The task ▸ Your output is the line containing "Label each instance of the player's arm" plus all lines after it to the end of the records, reproduced exactly, with nothing else.

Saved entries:
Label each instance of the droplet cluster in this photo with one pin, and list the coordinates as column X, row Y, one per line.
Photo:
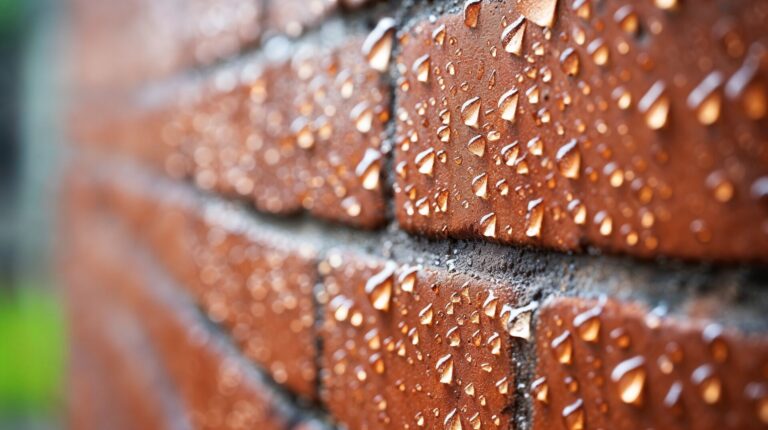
column 300, row 134
column 412, row 347
column 563, row 123
column 601, row 363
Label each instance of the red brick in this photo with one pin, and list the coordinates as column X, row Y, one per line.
column 119, row 44
column 112, row 369
column 218, row 389
column 583, row 170
column 258, row 289
column 388, row 356
column 688, row 373
column 300, row 134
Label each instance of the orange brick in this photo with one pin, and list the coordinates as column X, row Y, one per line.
column 120, row 44
column 578, row 123
column 412, row 347
column 258, row 290
column 218, row 388
column 605, row 364
column 290, row 135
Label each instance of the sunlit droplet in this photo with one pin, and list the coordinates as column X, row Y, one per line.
column 471, row 13
column 512, row 36
column 508, row 105
column 470, row 112
column 629, row 376
column 444, row 369
column 655, row 106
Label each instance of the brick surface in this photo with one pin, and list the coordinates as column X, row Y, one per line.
column 112, row 370
column 411, row 347
column 119, row 44
column 563, row 124
column 605, row 364
column 247, row 282
column 218, row 389
column 292, row 17
column 291, row 135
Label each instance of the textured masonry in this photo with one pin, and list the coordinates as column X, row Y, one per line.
column 531, row 214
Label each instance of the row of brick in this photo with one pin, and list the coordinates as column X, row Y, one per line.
column 414, row 346
column 119, row 45
column 563, row 126
column 146, row 357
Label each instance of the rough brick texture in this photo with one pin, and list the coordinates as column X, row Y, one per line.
column 531, row 214
column 414, row 347
column 595, row 125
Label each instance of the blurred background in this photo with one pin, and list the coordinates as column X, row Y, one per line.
column 32, row 347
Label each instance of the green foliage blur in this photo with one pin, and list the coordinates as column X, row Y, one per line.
column 31, row 351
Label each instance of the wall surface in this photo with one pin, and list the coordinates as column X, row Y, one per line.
column 531, row 214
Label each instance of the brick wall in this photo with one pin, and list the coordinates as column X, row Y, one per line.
column 530, row 214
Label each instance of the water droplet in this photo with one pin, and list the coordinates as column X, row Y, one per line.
column 476, row 145
column 722, row 188
column 407, row 279
column 490, row 304
column 569, row 159
column 379, row 287
column 604, row 222
column 599, row 52
column 540, row 390
column 709, row 385
column 444, row 369
column 535, row 218
column 304, row 136
column 494, row 342
column 666, row 4
column 438, row 35
column 444, row 133
column 351, row 206
column 706, row 100
column 503, row 385
column 341, row 308
column 508, row 105
column 426, row 315
column 470, row 389
column 454, row 337
column 480, row 186
column 453, row 420
column 368, row 169
column 471, row 13
column 470, row 112
column 573, row 415
column 579, row 211
column 562, row 346
column 713, row 336
column 421, row 68
column 377, row 363
column 569, row 62
column 425, row 161
column 362, row 115
column 540, row 12
column 377, row 47
column 488, row 225
column 536, row 146
column 627, row 19
column 518, row 320
column 512, row 36
column 629, row 375
column 623, row 98
column 655, row 106
column 419, row 419
column 509, row 153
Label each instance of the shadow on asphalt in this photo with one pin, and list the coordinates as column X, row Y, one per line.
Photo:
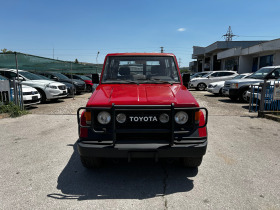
column 140, row 179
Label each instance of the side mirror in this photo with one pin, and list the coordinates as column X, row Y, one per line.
column 95, row 79
column 186, row 79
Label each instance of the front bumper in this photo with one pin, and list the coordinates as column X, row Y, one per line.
column 131, row 150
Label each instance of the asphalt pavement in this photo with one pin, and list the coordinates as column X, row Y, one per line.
column 40, row 166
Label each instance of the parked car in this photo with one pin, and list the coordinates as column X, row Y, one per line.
column 86, row 79
column 214, row 76
column 30, row 95
column 71, row 88
column 199, row 74
column 257, row 90
column 236, row 89
column 47, row 89
column 141, row 108
column 217, row 87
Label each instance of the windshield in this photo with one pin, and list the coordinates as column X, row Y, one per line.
column 206, row 75
column 261, row 73
column 240, row 76
column 60, row 76
column 30, row 76
column 43, row 77
column 84, row 77
column 140, row 69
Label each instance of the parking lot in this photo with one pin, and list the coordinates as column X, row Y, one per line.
column 40, row 166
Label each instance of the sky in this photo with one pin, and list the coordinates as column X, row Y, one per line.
column 67, row 30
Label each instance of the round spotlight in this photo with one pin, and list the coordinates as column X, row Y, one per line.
column 164, row 118
column 181, row 117
column 104, row 118
column 121, row 118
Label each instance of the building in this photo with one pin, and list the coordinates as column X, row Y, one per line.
column 207, row 57
column 250, row 59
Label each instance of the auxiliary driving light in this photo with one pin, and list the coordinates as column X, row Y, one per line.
column 104, row 118
column 164, row 118
column 121, row 118
column 181, row 117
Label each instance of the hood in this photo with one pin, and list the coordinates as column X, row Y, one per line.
column 220, row 83
column 143, row 94
column 247, row 81
column 26, row 88
column 41, row 82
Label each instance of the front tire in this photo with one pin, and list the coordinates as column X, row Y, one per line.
column 201, row 86
column 192, row 162
column 91, row 162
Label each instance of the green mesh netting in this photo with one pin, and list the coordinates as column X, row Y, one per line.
column 36, row 63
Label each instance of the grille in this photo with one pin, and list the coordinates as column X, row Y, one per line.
column 227, row 85
column 62, row 87
column 130, row 122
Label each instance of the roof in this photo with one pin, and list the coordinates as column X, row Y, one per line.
column 140, row 54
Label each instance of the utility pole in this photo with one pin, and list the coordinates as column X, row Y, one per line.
column 228, row 36
column 97, row 61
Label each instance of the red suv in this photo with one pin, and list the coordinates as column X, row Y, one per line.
column 141, row 109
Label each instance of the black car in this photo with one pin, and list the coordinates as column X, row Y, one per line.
column 79, row 85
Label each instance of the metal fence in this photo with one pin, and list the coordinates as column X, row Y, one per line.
column 265, row 97
column 4, row 91
column 11, row 91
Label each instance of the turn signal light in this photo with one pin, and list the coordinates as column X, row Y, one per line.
column 197, row 117
column 88, row 117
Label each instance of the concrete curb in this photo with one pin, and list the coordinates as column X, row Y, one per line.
column 270, row 115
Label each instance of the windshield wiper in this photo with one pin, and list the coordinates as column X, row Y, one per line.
column 122, row 82
column 155, row 80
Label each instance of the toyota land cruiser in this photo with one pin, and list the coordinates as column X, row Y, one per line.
column 141, row 109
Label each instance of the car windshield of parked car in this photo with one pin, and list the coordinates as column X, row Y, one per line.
column 60, row 76
column 240, row 76
column 2, row 78
column 206, row 75
column 261, row 73
column 140, row 70
column 84, row 77
column 30, row 76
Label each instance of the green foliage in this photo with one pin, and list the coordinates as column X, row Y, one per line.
column 12, row 109
column 6, row 51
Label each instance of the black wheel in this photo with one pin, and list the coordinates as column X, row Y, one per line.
column 89, row 88
column 43, row 96
column 242, row 96
column 91, row 162
column 201, row 86
column 192, row 162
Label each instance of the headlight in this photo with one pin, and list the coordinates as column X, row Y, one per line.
column 234, row 85
column 164, row 118
column 121, row 118
column 51, row 86
column 181, row 117
column 104, row 118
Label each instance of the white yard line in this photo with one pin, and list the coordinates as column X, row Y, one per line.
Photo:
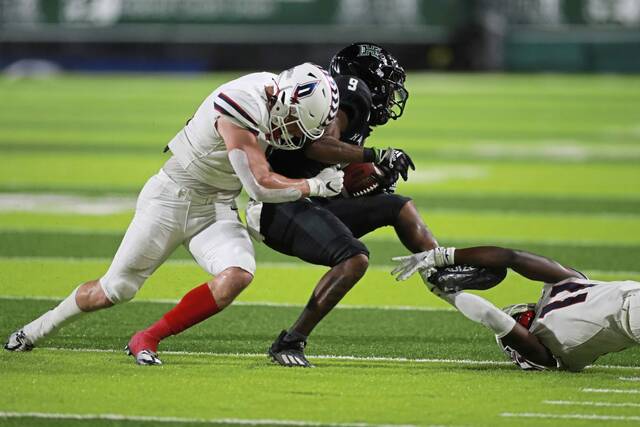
column 223, row 421
column 334, row 357
column 571, row 416
column 598, row 404
column 318, row 356
column 255, row 304
column 611, row 390
column 268, row 264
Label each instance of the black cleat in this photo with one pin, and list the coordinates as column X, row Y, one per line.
column 289, row 353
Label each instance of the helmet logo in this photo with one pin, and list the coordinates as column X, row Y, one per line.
column 370, row 50
column 304, row 90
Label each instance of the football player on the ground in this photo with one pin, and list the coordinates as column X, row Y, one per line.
column 191, row 201
column 371, row 92
column 575, row 321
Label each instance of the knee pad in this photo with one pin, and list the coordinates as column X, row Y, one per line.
column 395, row 203
column 345, row 247
column 119, row 289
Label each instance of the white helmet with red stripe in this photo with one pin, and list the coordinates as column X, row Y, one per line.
column 523, row 314
column 305, row 95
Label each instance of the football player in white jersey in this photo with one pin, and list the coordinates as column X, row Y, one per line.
column 191, row 201
column 575, row 321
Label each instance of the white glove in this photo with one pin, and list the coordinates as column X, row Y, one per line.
column 438, row 257
column 327, row 183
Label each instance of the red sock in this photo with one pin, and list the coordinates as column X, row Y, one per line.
column 197, row 305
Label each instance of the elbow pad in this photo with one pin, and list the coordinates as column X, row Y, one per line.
column 240, row 164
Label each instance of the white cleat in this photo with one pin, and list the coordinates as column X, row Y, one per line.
column 145, row 357
column 18, row 341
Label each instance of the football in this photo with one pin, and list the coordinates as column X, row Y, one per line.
column 361, row 179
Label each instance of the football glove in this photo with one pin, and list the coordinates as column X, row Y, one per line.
column 394, row 159
column 328, row 183
column 389, row 179
column 437, row 257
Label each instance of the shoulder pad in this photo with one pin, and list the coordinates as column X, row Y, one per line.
column 240, row 107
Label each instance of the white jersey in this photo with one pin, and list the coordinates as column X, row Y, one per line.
column 579, row 320
column 200, row 150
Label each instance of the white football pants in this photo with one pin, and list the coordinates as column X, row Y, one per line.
column 166, row 216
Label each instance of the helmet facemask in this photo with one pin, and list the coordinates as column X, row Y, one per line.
column 287, row 114
column 523, row 314
column 382, row 74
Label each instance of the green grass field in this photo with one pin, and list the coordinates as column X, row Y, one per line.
column 545, row 163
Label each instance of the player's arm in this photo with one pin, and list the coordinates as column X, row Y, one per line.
column 329, row 149
column 531, row 266
column 251, row 166
column 512, row 334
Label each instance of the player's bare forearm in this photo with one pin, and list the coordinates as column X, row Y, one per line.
column 531, row 266
column 331, row 150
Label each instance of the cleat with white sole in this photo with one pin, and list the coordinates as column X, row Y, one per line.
column 289, row 353
column 18, row 341
column 145, row 357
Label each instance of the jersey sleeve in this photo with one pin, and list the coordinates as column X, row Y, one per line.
column 238, row 106
column 355, row 100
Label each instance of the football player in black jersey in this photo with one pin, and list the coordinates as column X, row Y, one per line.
column 326, row 232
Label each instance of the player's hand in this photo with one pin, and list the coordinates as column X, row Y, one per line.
column 437, row 257
column 394, row 159
column 328, row 183
column 389, row 179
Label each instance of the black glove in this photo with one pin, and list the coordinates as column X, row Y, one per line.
column 394, row 159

Response to this exercise ▸
Label each instance of the player's arm in this photo with one pin, and list the coordinates as column X, row Y, one per line.
column 329, row 149
column 531, row 266
column 251, row 166
column 512, row 334
Label each instance of the player's bare forearm in this photo with one pin, and list the coordinates as column X, row Y, one per line.
column 531, row 266
column 331, row 150
Label each instance of the cleat with white sole in this photo with one pin, and list the coordinates as column X, row Y, one per line.
column 289, row 353
column 18, row 341
column 145, row 357
Label each instance of the jersey sleeve in this photo with one pin, and list the coordinates as column X, row Y, one per line.
column 238, row 106
column 355, row 100
Label each instance of the football player in black jersey in this photo with one pin, and list the coordinates as column X, row Y, one per line.
column 326, row 232
Label each instance of the player's hand in this photo with one pin, and list the coordinates as column X, row Y, one per line.
column 437, row 257
column 394, row 159
column 328, row 183
column 389, row 179
Label each instance of the black glove in this photo with one pin, and list the coordinates as column X, row Y, one per line.
column 394, row 159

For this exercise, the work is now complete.